Records supplied start
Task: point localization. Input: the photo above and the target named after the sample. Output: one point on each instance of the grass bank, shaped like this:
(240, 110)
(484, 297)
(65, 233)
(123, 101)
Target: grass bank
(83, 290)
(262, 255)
Records supplied end
Exercise objective: Please rewrite all the records above, swapping "grass bank" for "grassy slope" and leaving everything else unchanged.

Answer to the task:
Task: point localization. Input: the photo above and the target named after the sample. Output: one point on each instance of the grassy slope, shaped like this:
(240, 110)
(484, 297)
(65, 233)
(123, 101)
Target: grassy slope
(83, 290)
(262, 255)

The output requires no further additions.